### TASK STATEMENT
Each record, in full, must be restated word for word.

**** DATA UNDER STUDY

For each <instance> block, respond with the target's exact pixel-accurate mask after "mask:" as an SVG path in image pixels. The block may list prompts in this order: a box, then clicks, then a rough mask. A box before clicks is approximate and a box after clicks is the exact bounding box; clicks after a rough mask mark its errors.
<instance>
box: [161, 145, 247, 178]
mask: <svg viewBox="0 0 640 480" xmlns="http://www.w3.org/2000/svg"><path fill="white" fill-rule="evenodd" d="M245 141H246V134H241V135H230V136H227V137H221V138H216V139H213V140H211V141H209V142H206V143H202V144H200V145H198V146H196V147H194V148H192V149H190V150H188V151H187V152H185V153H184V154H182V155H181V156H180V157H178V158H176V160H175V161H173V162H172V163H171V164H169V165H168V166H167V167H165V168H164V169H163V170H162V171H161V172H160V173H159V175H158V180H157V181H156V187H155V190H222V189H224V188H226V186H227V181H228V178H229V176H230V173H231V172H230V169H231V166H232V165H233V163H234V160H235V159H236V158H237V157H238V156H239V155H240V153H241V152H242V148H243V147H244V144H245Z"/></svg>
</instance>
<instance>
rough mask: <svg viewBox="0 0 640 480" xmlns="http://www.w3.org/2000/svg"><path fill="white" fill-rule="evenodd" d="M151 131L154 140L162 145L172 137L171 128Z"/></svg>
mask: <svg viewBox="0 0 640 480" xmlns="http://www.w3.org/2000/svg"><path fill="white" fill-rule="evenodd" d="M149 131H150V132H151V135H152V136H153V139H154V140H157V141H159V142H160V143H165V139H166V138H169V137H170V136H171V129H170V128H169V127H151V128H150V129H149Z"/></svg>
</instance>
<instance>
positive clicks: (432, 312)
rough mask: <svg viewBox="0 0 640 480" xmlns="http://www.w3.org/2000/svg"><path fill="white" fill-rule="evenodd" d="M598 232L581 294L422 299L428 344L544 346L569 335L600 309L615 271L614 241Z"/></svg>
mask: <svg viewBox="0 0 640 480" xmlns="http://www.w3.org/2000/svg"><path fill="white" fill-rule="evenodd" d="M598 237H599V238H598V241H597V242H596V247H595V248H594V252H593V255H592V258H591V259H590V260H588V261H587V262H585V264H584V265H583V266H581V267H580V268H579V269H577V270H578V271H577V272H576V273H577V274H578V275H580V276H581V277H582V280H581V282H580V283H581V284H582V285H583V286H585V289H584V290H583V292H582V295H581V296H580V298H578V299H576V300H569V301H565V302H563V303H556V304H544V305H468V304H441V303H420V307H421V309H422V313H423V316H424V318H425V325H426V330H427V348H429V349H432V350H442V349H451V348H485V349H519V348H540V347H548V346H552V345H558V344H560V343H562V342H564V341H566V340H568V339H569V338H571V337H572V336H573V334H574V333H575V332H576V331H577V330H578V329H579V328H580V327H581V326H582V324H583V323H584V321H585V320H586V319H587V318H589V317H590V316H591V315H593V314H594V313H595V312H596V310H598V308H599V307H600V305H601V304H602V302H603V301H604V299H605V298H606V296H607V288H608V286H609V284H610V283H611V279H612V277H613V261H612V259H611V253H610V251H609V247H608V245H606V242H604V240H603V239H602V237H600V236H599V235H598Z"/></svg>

********

### FINISHED EXERCISE
For each <instance> block, respond with the target's exact pixel-accurate mask after "mask:" as an SVG path in image pixels. The block may list prompts in this order: a box, then clicks, then a rough mask. A box before clicks is approximate and a box after clicks is the exact bounding box; clicks after a rough mask mark its errors.
<instance>
box: [161, 145, 247, 178]
mask: <svg viewBox="0 0 640 480" xmlns="http://www.w3.org/2000/svg"><path fill="white" fill-rule="evenodd" d="M245 141H246V134H241V135H230V136H227V137H221V138H216V139H213V140H211V141H209V142H206V143H202V144H200V145H198V146H196V147H194V148H192V149H190V150H188V151H187V152H185V153H184V154H182V155H181V156H180V157H178V158H176V160H175V161H173V162H172V163H171V164H169V165H168V166H167V167H165V168H164V169H163V170H162V171H161V172H160V173H159V175H158V180H157V181H156V187H155V190H222V189H224V188H226V186H227V181H228V178H229V176H230V173H231V172H230V169H231V166H232V165H233V163H234V160H235V159H236V158H237V157H238V156H239V155H240V153H241V152H242V148H243V147H244V144H245Z"/></svg>
</instance>
<instance>
rough mask: <svg viewBox="0 0 640 480" xmlns="http://www.w3.org/2000/svg"><path fill="white" fill-rule="evenodd" d="M151 131L154 140L162 145L172 137L171 128Z"/></svg>
mask: <svg viewBox="0 0 640 480" xmlns="http://www.w3.org/2000/svg"><path fill="white" fill-rule="evenodd" d="M149 131H150V132H151V135H152V136H153V139H154V140H157V141H159V142H160V143H165V139H166V138H169V137H170V136H171V129H170V128H169V127H151V128H150V129H149Z"/></svg>
</instance>
<instance>
positive clicks: (432, 312)
rough mask: <svg viewBox="0 0 640 480" xmlns="http://www.w3.org/2000/svg"><path fill="white" fill-rule="evenodd" d="M598 232L581 294L422 299L428 344L544 346L569 335L600 309L615 271L614 241Z"/></svg>
mask: <svg viewBox="0 0 640 480" xmlns="http://www.w3.org/2000/svg"><path fill="white" fill-rule="evenodd" d="M598 237H599V238H598V241H597V242H596V247H595V248H594V252H593V255H592V258H591V259H590V260H588V261H587V262H585V264H584V265H583V266H581V267H580V268H579V269H577V270H578V271H577V272H576V273H577V274H578V275H580V276H581V277H582V280H581V282H580V283H581V284H582V285H583V286H585V289H584V290H583V292H582V295H581V296H580V298H578V299H576V300H569V301H565V302H563V303H556V304H544V305H468V304H441V303H420V307H421V309H422V313H423V316H424V318H425V325H426V330H427V348H429V349H432V350H442V349H451V348H485V349H519V348H540V347H548V346H552V345H558V344H560V343H562V342H564V341H566V340H568V339H569V338H571V337H572V336H573V334H574V333H575V332H576V331H577V330H578V329H579V328H580V327H581V326H582V324H583V323H584V321H585V320H586V319H587V318H589V317H590V316H591V315H593V314H594V313H595V312H596V310H598V308H599V307H600V305H601V304H602V302H603V301H604V299H605V298H606V296H607V288H608V286H609V284H610V283H611V279H612V277H613V261H612V259H611V253H610V251H609V247H608V245H606V242H604V240H603V239H602V237H600V236H599V235H598Z"/></svg>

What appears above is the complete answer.